## Page excerpt

A C++ library for making your code generic over allocation and alignment. Inspired by the Zig stdlib.

ALLO IS STILL EXPERIMENTAL.

1. scratch_allocator_t
   • An object which allows you to allocate and to register destruction callbacks. Upon destruction, it frees all of its allocations and calls callbacks. Not threadsafe.
2. stack_allocator_t
   • Similar to the scratch allocator, but it allows you to remap and free the topmost allocation. Not threadsafe.
3. heap_allocator_t
   • An object which lets you arbitrarily alloc and free memory. Its advantages over malloc are that it defines exactly when it will make a syscall (by default, it never does) and that it frees all of its allocations upon destruction (as opposed to malloc, where you must remember to free each induvidual allocation). Not threadsafe.
4. block_allocator_t
   • An optimization of heap_allocator_t for when all of your allocations may be similarly sized. Not threadsafe.

## Stated goal
From the allocator library description, transcribe the passage that opens with the words containing "2. stack_allocator_t" and closes with "sized. Not threadsafe.".

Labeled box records
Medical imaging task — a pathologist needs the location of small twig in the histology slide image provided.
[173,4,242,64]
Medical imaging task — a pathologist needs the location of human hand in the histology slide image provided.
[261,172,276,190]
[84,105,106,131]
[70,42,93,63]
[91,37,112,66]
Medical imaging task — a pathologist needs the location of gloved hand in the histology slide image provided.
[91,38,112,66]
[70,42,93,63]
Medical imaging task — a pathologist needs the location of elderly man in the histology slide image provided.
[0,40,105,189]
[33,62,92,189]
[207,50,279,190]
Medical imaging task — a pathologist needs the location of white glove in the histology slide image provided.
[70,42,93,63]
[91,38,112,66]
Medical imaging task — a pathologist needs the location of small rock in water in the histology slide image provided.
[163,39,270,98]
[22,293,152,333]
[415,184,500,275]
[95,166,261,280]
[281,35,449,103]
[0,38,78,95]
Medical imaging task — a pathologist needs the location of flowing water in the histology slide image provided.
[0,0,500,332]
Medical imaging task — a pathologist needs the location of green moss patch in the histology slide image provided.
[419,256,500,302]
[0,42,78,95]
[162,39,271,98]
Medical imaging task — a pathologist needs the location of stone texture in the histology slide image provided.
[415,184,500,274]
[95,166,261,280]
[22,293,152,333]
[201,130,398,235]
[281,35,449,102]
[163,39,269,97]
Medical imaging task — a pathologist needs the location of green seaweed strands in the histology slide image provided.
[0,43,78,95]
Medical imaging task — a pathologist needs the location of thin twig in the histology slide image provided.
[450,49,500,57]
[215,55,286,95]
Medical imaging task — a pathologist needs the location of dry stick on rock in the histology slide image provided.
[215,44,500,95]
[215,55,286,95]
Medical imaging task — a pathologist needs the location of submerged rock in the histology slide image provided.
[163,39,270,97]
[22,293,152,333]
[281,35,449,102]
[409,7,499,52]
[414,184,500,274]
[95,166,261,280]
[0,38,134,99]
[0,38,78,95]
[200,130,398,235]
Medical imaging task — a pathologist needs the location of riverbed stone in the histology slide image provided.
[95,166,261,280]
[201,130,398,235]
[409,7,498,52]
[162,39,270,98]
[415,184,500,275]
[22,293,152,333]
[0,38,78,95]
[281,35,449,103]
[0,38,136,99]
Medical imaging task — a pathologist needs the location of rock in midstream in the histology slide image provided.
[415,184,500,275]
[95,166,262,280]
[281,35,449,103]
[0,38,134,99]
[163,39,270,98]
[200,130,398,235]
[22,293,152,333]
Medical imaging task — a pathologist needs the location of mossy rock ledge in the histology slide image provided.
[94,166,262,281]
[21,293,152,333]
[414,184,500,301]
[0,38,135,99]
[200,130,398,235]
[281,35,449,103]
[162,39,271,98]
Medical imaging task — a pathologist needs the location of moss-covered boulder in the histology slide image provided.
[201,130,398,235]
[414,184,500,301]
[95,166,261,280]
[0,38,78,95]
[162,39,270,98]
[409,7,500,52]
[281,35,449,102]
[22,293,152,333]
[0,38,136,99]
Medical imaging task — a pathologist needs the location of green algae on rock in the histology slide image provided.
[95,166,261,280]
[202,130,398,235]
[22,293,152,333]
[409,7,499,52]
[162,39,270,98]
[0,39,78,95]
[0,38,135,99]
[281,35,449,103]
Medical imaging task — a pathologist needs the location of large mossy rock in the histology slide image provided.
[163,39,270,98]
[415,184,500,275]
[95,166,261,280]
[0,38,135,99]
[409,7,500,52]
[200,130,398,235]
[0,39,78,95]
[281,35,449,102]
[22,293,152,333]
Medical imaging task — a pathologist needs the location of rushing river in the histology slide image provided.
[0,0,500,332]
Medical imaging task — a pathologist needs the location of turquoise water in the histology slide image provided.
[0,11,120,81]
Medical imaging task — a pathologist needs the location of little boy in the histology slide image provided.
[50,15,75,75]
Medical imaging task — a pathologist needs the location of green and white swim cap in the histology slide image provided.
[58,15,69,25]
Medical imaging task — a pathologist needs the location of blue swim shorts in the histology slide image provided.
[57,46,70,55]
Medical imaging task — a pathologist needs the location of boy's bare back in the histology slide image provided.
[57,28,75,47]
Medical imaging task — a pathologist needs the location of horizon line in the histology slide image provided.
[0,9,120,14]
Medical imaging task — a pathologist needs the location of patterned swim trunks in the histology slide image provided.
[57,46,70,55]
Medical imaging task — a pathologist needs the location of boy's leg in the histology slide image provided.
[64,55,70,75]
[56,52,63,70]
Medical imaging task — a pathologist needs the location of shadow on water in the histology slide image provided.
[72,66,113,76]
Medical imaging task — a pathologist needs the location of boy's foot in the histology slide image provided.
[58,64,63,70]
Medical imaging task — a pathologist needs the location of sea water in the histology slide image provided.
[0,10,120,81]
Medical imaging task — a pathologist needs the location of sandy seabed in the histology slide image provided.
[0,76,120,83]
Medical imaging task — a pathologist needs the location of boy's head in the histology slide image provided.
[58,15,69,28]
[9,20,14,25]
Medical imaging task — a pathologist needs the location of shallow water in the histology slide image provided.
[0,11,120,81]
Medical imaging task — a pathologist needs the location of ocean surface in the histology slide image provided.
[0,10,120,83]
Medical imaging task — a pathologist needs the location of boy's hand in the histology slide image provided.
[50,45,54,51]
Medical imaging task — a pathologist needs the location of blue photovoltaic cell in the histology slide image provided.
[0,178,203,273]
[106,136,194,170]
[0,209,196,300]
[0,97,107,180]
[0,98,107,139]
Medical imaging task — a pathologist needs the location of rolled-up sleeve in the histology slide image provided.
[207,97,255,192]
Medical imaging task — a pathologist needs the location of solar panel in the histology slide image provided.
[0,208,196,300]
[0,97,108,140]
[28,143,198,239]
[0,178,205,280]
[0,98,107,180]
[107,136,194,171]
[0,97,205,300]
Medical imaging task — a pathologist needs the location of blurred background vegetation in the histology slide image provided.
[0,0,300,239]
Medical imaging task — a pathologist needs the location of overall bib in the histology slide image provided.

## Written solution
2. stack_allocator_t
   • Similar to the scratch allocator, but it allows you to remap and free the topmost allocation. Not threadsafe.
3. heap_allocator_t
   • An object which lets you arbitrarily alloc and free memory. Its advantages over malloc are that it defines exactly when it will make a syscall (by default, it never does) and that it frees all of its allocations upon destruction (as opposed to malloc, where you must remember to free each induvidual allocation). Not threadsafe.
4. block_allocator_t
   • An optimization of heap_allocator_t for when all of your allocations may be similarly sized. Not threadsafe.